# [Task]
Switch every "top-left corner" in the material below to "upper-left corner" and write the material out again with nothing else changed, leaving out the pictures.

# [Raw records]
*****
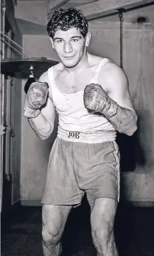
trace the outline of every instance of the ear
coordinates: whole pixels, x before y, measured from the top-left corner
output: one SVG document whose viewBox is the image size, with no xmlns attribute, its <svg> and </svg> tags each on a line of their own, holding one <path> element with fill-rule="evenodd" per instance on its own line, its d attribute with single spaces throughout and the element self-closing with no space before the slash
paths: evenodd
<svg viewBox="0 0 154 256">
<path fill-rule="evenodd" d="M 87 33 L 87 35 L 85 37 L 85 46 L 87 47 L 89 45 L 91 41 L 91 33 L 89 32 Z"/>
<path fill-rule="evenodd" d="M 50 41 L 51 41 L 53 49 L 55 49 L 53 40 L 53 39 L 51 37 L 50 37 Z"/>
</svg>

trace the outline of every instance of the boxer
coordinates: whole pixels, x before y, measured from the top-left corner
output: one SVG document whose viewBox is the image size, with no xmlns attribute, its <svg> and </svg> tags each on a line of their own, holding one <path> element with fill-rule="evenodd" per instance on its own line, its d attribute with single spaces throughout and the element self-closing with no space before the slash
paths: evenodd
<svg viewBox="0 0 154 256">
<path fill-rule="evenodd" d="M 60 62 L 33 83 L 24 115 L 41 139 L 52 134 L 52 147 L 41 203 L 44 256 L 60 255 L 69 213 L 86 193 L 97 256 L 117 256 L 115 215 L 119 201 L 118 131 L 129 136 L 137 115 L 123 71 L 87 51 L 91 35 L 81 10 L 56 10 L 47 30 Z"/>
</svg>

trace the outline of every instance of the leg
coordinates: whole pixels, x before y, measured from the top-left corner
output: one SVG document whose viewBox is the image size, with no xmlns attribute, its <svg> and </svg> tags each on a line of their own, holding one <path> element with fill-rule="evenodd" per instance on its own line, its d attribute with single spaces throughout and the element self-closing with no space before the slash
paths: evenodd
<svg viewBox="0 0 154 256">
<path fill-rule="evenodd" d="M 60 239 L 72 205 L 43 204 L 43 251 L 44 256 L 59 256 Z"/>
<path fill-rule="evenodd" d="M 113 235 L 113 225 L 117 202 L 107 198 L 89 201 L 91 225 L 97 256 L 118 256 Z"/>
</svg>

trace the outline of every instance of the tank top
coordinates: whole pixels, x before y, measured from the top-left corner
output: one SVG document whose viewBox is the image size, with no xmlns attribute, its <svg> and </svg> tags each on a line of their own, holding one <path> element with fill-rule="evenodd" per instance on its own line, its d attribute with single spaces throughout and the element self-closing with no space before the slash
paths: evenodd
<svg viewBox="0 0 154 256">
<path fill-rule="evenodd" d="M 101 60 L 88 84 L 98 83 L 99 73 L 109 61 L 107 58 Z M 51 90 L 53 102 L 59 115 L 59 126 L 61 129 L 83 133 L 115 130 L 103 115 L 95 111 L 89 112 L 83 103 L 84 89 L 74 93 L 63 93 L 56 85 L 53 67 L 48 69 L 47 73 L 49 89 Z"/>
</svg>

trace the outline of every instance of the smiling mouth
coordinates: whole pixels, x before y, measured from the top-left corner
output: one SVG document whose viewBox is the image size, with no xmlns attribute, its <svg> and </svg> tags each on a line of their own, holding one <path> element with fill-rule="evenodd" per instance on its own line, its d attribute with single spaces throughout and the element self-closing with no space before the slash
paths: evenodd
<svg viewBox="0 0 154 256">
<path fill-rule="evenodd" d="M 73 58 L 73 57 L 74 57 L 74 55 L 73 56 L 64 56 L 64 57 L 65 59 L 72 59 L 72 58 Z"/>
</svg>

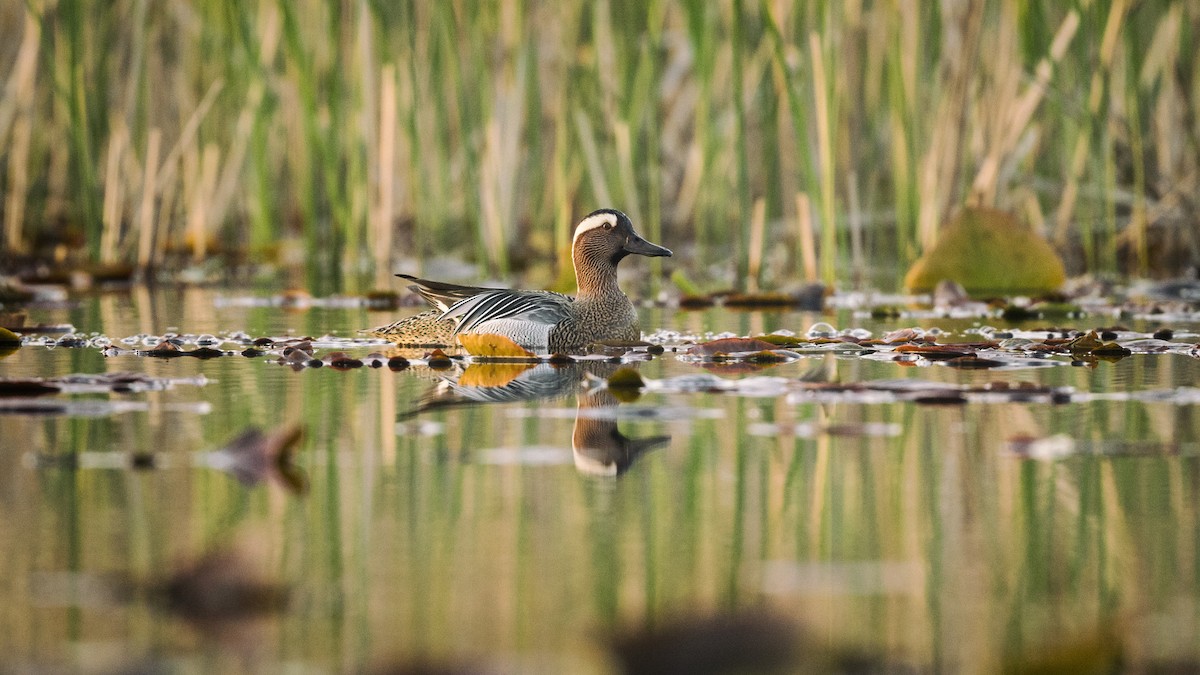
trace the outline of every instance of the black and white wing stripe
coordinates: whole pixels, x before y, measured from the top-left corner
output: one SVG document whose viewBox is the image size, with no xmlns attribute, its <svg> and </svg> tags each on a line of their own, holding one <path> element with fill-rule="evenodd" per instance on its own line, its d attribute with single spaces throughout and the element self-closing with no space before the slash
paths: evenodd
<svg viewBox="0 0 1200 675">
<path fill-rule="evenodd" d="M 456 333 L 470 333 L 482 323 L 504 318 L 553 325 L 570 318 L 572 301 L 550 291 L 487 291 L 450 305 L 442 318 L 457 321 Z"/>
</svg>

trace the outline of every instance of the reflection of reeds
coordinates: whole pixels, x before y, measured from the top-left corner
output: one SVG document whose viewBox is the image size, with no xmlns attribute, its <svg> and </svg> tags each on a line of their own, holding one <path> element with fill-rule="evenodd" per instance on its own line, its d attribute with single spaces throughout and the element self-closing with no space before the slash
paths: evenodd
<svg viewBox="0 0 1200 675">
<path fill-rule="evenodd" d="M 744 283 L 760 198 L 762 245 L 804 268 L 804 192 L 826 281 L 912 259 L 968 201 L 1145 269 L 1154 226 L 1195 216 L 1198 19 L 1184 0 L 7 4 L 4 247 L 66 226 L 149 264 L 232 234 L 330 270 L 448 250 L 503 274 L 612 205 Z"/>
</svg>

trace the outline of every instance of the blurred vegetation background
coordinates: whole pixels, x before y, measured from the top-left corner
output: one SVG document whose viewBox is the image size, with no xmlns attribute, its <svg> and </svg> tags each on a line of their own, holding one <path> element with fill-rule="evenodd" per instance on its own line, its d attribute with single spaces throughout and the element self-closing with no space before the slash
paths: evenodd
*****
# [Result]
trace the outline of every instance of the ear
coordinates: whole pixels, x before y, measured from the upper-left corner
output: one SVG document whose viewBox is the image size, with no xmlns attribute, its <svg> and </svg> tags each on a line of their own, holding one <path> element with fill-rule="evenodd" per instance on its own line, its d attribute with single spaces throughout and the element self-closing with no space before the slash
paths: evenodd
<svg viewBox="0 0 154 256">
<path fill-rule="evenodd" d="M 87 33 L 87 35 L 85 37 L 85 46 L 87 47 L 89 45 L 91 41 L 91 33 L 89 32 Z"/>
<path fill-rule="evenodd" d="M 50 41 L 51 41 L 53 49 L 55 49 L 53 40 L 53 39 L 51 37 L 50 37 Z"/>
</svg>

trace the outline of every instance of the boxer
coordinates: whole pixels, x before y, measured from the upper-left corner
output: one SVG document whose viewBox is the image size, with no xmlns attribute, its <svg> and </svg> tags each on a line of their own, holding one <path> element with fill-rule="evenodd" per instance on its own line, its d attribute with single spaces throughout and the element self-closing with no space before the slash
paths: evenodd
<svg viewBox="0 0 154 256">
<path fill-rule="evenodd" d="M 60 62 L 33 83 L 24 115 L 41 139 L 52 134 L 52 147 L 41 203 L 44 256 L 60 255 L 69 213 L 86 193 L 97 256 L 117 256 L 115 215 L 119 201 L 118 131 L 129 136 L 137 115 L 123 71 L 87 51 L 91 35 L 81 10 L 56 10 L 47 30 Z"/>
</svg>

trace the outline of every instance of the leg
coordinates: whole pixels, x before y, measured from the upper-left corner
output: one SVG document whose viewBox is the image size, with no xmlns attribute, its <svg> and </svg> tags each on a line of their own, holding one <path> element with fill-rule="evenodd" per instance on its own line, its d attribute with single spaces throughout and the element self-closing with no space before the slash
paths: evenodd
<svg viewBox="0 0 154 256">
<path fill-rule="evenodd" d="M 60 239 L 72 205 L 43 204 L 43 251 L 44 256 L 59 256 Z"/>
<path fill-rule="evenodd" d="M 113 235 L 113 225 L 117 202 L 107 198 L 89 201 L 91 225 L 97 256 L 118 256 Z"/>
</svg>

trace the outline of every instance of the tank top
coordinates: whole pixels, x before y, measured from the upper-left corner
output: one SVG document whose viewBox is the image size, with no xmlns attribute, its <svg> and </svg> tags each on a line of their own, holding one <path> element with fill-rule="evenodd" per instance on its own line, its d attribute with single spaces throughout and the element self-closing with no space before the slash
paths: evenodd
<svg viewBox="0 0 154 256">
<path fill-rule="evenodd" d="M 101 60 L 88 84 L 98 83 L 99 73 L 109 61 L 107 58 Z M 51 90 L 53 102 L 59 115 L 59 126 L 61 129 L 83 133 L 115 130 L 103 115 L 95 111 L 89 112 L 83 103 L 84 89 L 74 93 L 63 93 L 56 85 L 53 67 L 48 69 L 47 73 L 49 89 Z"/>
</svg>

trace the outline of every instance of the smiling mouth
coordinates: whole pixels, x before y, measured from the upper-left corner
output: one SVG document whose viewBox is the image size, with no xmlns attribute, its <svg> and </svg> tags each on a line of their own, holding one <path> element with fill-rule="evenodd" per instance on its own line, its d attribute with single spaces throughout and the element self-closing with no space before the slash
paths: evenodd
<svg viewBox="0 0 154 256">
<path fill-rule="evenodd" d="M 73 58 L 73 57 L 74 57 L 74 55 L 73 56 L 64 56 L 64 57 L 65 59 L 72 59 L 72 58 Z"/>
</svg>

trace the outline of every instance of the black and white wing stripe
coordinates: whole pixels, x before y, measured from the upper-left corner
output: one SVG document whose viewBox is the image size, with no xmlns attribute, its <svg> and </svg> tags each on a line of their own, holding one <path> element with fill-rule="evenodd" per instance on its own line, its d attribute with single spaces throughout and the element self-closing with no space before the slash
paths: evenodd
<svg viewBox="0 0 1200 675">
<path fill-rule="evenodd" d="M 456 333 L 470 333 L 482 323 L 504 318 L 553 325 L 570 318 L 572 301 L 550 291 L 487 291 L 450 305 L 442 318 L 457 321 Z"/>
</svg>

trace the outline of every instance of the reflection of reeds
coordinates: whole pixels, x before y, measured from the upper-left corner
output: one SVG document whose viewBox is the image size, with no xmlns attribute, its <svg> and </svg> tags each on a line of their own, holding one <path> element with fill-rule="evenodd" per instance on its own line, its d attribute with single spaces throughout and the element self-closing with no space before the slash
paths: evenodd
<svg viewBox="0 0 1200 675">
<path fill-rule="evenodd" d="M 744 283 L 760 198 L 762 245 L 804 268 L 804 192 L 826 281 L 912 259 L 968 201 L 1145 269 L 1154 226 L 1195 216 L 1198 19 L 1184 0 L 7 4 L 4 247 L 66 226 L 149 264 L 232 234 L 330 270 L 448 250 L 503 274 L 612 205 Z"/>
</svg>

trace the outline of every instance of the blurred vegetation background
coordinates: whole pixels, x before y, measured from the upper-left corner
output: one SVG document whose viewBox is the image size, with no xmlns attribute, its <svg> and </svg> tags each on a line of their own, holding one <path> element with fill-rule="evenodd" per instance on its own line, its d attribute with single spaces throughout and the element self-closing with no space before the slash
paths: evenodd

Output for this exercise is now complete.